→ Directions for this task
The records appear below. Copy each one exactly.

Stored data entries

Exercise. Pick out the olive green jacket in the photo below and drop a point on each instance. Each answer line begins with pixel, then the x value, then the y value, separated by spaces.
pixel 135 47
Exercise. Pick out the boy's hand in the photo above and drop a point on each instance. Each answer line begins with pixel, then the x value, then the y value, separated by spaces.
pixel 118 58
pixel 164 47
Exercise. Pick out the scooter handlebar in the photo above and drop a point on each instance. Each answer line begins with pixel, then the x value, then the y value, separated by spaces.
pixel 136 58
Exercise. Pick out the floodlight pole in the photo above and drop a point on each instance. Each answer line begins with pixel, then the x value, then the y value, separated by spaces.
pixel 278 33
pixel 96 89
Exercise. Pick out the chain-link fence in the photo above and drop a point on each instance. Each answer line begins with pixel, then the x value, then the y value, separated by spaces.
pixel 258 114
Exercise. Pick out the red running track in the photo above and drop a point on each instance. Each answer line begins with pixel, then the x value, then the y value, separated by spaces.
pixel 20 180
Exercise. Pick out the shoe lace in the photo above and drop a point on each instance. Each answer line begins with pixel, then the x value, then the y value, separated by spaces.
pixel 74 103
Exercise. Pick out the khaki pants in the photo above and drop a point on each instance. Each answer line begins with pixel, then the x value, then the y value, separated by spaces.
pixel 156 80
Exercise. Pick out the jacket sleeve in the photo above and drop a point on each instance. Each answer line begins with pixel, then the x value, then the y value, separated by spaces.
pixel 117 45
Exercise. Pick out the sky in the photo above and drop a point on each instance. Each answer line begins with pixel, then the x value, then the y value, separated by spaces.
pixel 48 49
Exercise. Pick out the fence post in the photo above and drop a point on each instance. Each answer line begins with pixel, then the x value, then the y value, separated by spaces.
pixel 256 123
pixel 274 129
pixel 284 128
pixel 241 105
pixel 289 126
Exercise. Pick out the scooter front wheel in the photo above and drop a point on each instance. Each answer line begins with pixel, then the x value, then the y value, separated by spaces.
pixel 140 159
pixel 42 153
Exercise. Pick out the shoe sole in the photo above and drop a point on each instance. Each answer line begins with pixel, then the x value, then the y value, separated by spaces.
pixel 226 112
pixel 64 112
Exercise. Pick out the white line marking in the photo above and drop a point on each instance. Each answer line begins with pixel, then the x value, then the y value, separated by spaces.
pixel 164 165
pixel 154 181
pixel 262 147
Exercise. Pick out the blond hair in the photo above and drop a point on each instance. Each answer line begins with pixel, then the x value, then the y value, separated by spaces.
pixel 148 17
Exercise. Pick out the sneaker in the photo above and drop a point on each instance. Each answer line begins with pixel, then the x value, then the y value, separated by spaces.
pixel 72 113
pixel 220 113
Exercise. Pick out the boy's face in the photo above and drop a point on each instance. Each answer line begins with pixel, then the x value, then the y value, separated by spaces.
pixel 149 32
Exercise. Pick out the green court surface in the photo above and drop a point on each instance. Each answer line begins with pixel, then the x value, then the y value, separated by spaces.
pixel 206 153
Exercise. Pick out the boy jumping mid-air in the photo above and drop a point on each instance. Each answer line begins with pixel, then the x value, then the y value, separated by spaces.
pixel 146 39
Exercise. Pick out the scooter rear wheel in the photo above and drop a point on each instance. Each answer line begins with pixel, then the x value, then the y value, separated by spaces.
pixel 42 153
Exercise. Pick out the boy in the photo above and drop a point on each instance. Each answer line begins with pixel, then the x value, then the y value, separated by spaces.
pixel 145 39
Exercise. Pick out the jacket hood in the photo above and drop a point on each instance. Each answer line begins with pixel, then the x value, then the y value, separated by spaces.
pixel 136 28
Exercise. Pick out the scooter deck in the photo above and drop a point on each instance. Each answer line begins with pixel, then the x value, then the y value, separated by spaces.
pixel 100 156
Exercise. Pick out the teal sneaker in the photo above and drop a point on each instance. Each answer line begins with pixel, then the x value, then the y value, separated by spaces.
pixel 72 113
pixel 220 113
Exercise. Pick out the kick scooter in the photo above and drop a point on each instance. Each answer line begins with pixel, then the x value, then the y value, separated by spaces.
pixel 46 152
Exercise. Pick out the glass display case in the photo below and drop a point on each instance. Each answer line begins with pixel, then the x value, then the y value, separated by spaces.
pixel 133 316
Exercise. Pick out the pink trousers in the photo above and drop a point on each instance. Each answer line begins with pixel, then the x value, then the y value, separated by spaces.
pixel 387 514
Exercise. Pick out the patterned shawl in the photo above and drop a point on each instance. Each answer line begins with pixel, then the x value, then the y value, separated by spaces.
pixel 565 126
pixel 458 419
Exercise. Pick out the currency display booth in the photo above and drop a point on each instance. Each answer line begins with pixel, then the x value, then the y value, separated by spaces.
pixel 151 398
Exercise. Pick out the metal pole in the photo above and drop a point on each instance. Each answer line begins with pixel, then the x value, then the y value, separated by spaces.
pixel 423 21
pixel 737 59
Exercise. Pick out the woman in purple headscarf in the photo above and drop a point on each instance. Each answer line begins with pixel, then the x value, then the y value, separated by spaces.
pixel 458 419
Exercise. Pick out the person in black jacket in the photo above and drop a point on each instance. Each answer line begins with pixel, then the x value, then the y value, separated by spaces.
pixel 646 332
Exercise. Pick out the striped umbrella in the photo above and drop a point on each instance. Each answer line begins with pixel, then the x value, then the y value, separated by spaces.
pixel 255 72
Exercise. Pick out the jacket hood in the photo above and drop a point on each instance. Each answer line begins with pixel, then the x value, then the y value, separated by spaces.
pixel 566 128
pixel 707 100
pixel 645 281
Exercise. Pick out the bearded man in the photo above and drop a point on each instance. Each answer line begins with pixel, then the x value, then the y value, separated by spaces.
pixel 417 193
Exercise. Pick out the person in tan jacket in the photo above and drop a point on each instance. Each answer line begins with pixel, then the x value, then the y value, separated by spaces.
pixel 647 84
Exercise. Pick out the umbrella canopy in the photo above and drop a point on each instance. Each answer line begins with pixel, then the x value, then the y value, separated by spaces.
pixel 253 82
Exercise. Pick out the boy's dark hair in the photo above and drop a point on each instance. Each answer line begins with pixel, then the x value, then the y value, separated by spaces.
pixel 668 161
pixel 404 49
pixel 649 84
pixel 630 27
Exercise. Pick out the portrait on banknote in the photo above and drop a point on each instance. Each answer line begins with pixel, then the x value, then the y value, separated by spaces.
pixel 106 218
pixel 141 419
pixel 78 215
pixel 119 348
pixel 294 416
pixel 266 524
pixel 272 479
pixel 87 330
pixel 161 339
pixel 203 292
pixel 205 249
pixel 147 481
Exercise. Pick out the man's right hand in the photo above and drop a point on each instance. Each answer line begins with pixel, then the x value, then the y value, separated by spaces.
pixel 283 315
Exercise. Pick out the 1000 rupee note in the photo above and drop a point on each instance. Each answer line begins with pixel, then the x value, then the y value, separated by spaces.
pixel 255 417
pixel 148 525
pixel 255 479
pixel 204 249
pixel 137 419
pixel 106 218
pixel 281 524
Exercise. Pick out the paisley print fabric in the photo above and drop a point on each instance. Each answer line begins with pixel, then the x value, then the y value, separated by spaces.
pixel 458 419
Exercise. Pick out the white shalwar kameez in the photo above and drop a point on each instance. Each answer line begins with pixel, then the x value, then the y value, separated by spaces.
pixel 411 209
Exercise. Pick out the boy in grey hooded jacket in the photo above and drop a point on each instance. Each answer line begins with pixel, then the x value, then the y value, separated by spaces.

→ Answer to this task
Exercise. Pick out the olive green jacket in the photo below and drop a point on each instance. Each answer line begins with pixel, then the x value, then the y value, separated by spaces.
pixel 135 47
Exercise. Pick out the boy's hand in the photo above and drop a point on each instance. Each answer line begins with pixel, then the x value, then the y value, separated by spaces.
pixel 118 58
pixel 164 47
Exercise. Pick out the scooter handlebar in the photo above and drop a point on each instance. Each answer line begins with pixel, then the x value, then the y value, separated by spaces.
pixel 136 58
Exercise. Pick out the floodlight pole in the photo above and drop a point on each instance. Each answer line begins with pixel, then the x value, then the y value, separated by spaces.
pixel 278 33
pixel 96 89
Exercise. Pick out the chain-link fence in the photo above and drop a point on each instance. Each answer line begins with pixel, then the x value, then the y value, separated by spaces.
pixel 258 114
Exercise. Pick out the red running track in the photo above and drop a point on each instance. Each answer line begins with pixel, then the x value, then the y value, separated by spaces.
pixel 20 180
Exercise. Pick out the shoe lace in the photo above and drop a point on each instance. Each answer line begins with pixel, then the x value, then the y value, separated by spaces.
pixel 74 103
Exercise. Pick out the khaki pants in the photo above and drop a point on each instance. Each answer line begins with pixel, then the x value, then the y value, separated by spaces.
pixel 156 80
Exercise. Pick out the jacket sleeve in the photo above and drop a point on each instance. Each answer line begins with pixel, then the x value, then the y value, separated by spaces.
pixel 117 45
Exercise. Pick out the sky in the photo above and drop a point on each instance. Each answer line begins with pixel, then the x value, then the y value, separated by spaces.
pixel 48 49
Exercise. Pick out the fence post in the photo above and drop a point on each instance. Each answer line begins with pixel, then the x value, then the y value, separated by spaces.
pixel 256 123
pixel 274 129
pixel 284 128
pixel 241 105
pixel 289 126
Exercise. Pick out the scooter front wheel in the photo above and drop a point on each instance. Each answer line begins with pixel, then the x value, then the y value, separated by spaces.
pixel 140 159
pixel 42 153
Exercise. Pick out the shoe sole in the photo above and drop a point on each instance. Each answer line begins with pixel, then the x value, then the y value, separated by spaces.
pixel 226 112
pixel 64 112
Exercise. Pick out the white line marking in the photo above and drop a point on each instance. Each answer line begins with pixel, then the x value, then the y value, separated by spaces.
pixel 164 165
pixel 154 181
pixel 262 147
Exercise. Pick out the blond hair in the photo above and drop a point on each instance. Each answer line begins with pixel, then the x value, then the y value, separated by spaces.
pixel 148 17
Exercise. Pick out the sneaker in the photo above and drop a point on each instance. Each answer line begins with pixel, then the x value, then the y value, separated by spaces.
pixel 72 113
pixel 220 113
Exercise. Pick out the boy's face in the photo above and drop a point on each instance. Each answer line begins with pixel, then the x value, then the y value, separated by spaces.
pixel 149 32
Exercise. Pick out the green court surface in the photo above and drop a point on each instance. Each answer line begins with pixel, then the x value, then the y value, separated by spaces.
pixel 206 153
Exercise. Pick out the boy jumping mid-air in the photo above and drop a point on each instance. Each answer line begins with pixel, then the x value, then the y value, separated by spaces.
pixel 146 39
Exercise. Pick out the scooter rear wheel in the photo above and drop a point on each instance. Each answer line begins with pixel, then the x value, then the y value, separated by spaces.
pixel 42 153
Exercise. Pick out the boy in the photo above and drop a point on each instance. Each answer line begins with pixel, then the x value, then the y value, separated by spaces.
pixel 145 39
Exercise. Pick out the jacket hood in the photo above and drop a point on each instance. Each answer line begins with pixel, then the x value, then the y value, separated by spaces.
pixel 136 28
Exercise. Pick out the scooter deck in the photo above and drop a point on each instance. Each answer line begins with pixel, then the x value, then the y value, separated by spaces.
pixel 100 156
Exercise. Pick out the teal sneaker in the photo above and drop a point on each instance. Each answer line begins with pixel, then the x value, then the y value, separated by spaces.
pixel 72 113
pixel 220 113
Exercise. Pick out the kick scooter in the photo above and drop a point on each instance. Each answer line begins with pixel, then the x value, then the y value, separated by spaces.
pixel 46 152
Exercise. Pick out the glass display case in the photo below and drop a point on each instance. Each answer line begins with pixel, then the x value, then the y value, separated by spaces.
pixel 133 316
Exercise. Pick out the pink trousers in the photo above and drop a point on each instance. Each answer line begins with pixel, then the x value, then the y value, separated by spaces.
pixel 387 514
Exercise. Pick out the patterned shawl in the photo above and drop a point on each instance. Each answer line begins with pixel, then the x value, then the y value, separated by spaces.
pixel 565 126
pixel 458 419
Exercise. Pick out the currency display booth in the photo above and drop a point on each instance. Each answer line begins with pixel, then the x value, then the y value, separated by spaces.
pixel 151 398
Exercise. Pick out the metal pole in the photo above and drop a point on each instance. Each answer line begins with pixel, then the x value, then the y value, separated by spaces.
pixel 423 21
pixel 737 59
Exercise. Pick out the woman in purple headscarf in the photo above and drop a point on each instance. Each answer line begins with pixel, then the x value, then the y value, separated by spaces.
pixel 458 419
Exercise. Pick out the person in black jacket in the photo above and drop a point on each instance. Each answer line begins with pixel, then the x value, then the y value, separated by spaces.
pixel 646 332
Exercise. Pick out the striped umbrella in the photo above and drop a point on each instance. Each answer line begins with pixel, then the x value, then the y value, separated by spaces.
pixel 255 72
Exercise. Pick out the jacket hood in the photo above and drop a point on each instance. Each answer line begins with pixel, then the x value, then the y value, separated by spaces.
pixel 566 128
pixel 707 100
pixel 645 281
Exercise. Pick out the bearded man in the photo above and drop a point on each instance. Each answer line begins with pixel, then the x value, then the y value, separated by spaces.
pixel 417 193
Exercise. Pick out the person in tan jacket in the photo above and drop a point on each instance. Each answer line begins with pixel, then the x value, then the y value, separated by spaces.
pixel 647 84
Exercise. Pick out the umbrella canopy in the photo above and drop a point on each instance. Each answer line begins with pixel, then the x value, then the y value, separated by spaces.
pixel 253 82
Exercise. Pick out the boy's dark hair in the photo above and drop a point on each instance. Each answer line begins with pixel, then the x value, then the y value, separated by spaces.
pixel 668 161
pixel 404 49
pixel 649 84
pixel 630 27
Exercise. Pick out the portrait on banknote in the photo above and drop a point on each instance. Each answer line begins with pixel, then the x value, then the y value, separated by spaces.
pixel 106 218
pixel 141 419
pixel 78 215
pixel 119 348
pixel 294 416
pixel 266 524
pixel 272 479
pixel 87 330
pixel 161 339
pixel 203 292
pixel 205 249
pixel 147 481
Exercise. Pick out the man's right hand in the photo above and drop a point on each instance. Each answer line begins with pixel, then the x value, then the y value, separated by spaces.
pixel 283 315
Exercise. Pick out the 1000 rupee note in the photo above and drop a point on each instance. Each answer line begins with pixel, then the x value, then the y value, separated by spaces.
pixel 255 417
pixel 148 525
pixel 255 479
pixel 204 249
pixel 137 419
pixel 106 218
pixel 281 524
Exercise. Pick out the paisley print fabric in the photo above and drop a point on each instance. Each answer line begins with pixel, then the x value, then the y value, separated by spaces.
pixel 458 419
Exercise. Pick out the white shalwar kameez in the photo above and drop a point on each instance. Each answer line begins with pixel, then the x value, then the y value, separated by spaces.
pixel 411 209
Exercise. Pick out the boy in grey hooded jacket in the photo above and drop a point on each instance. Each answer line begins with pixel, then the x value, then the y value, separated by spaces.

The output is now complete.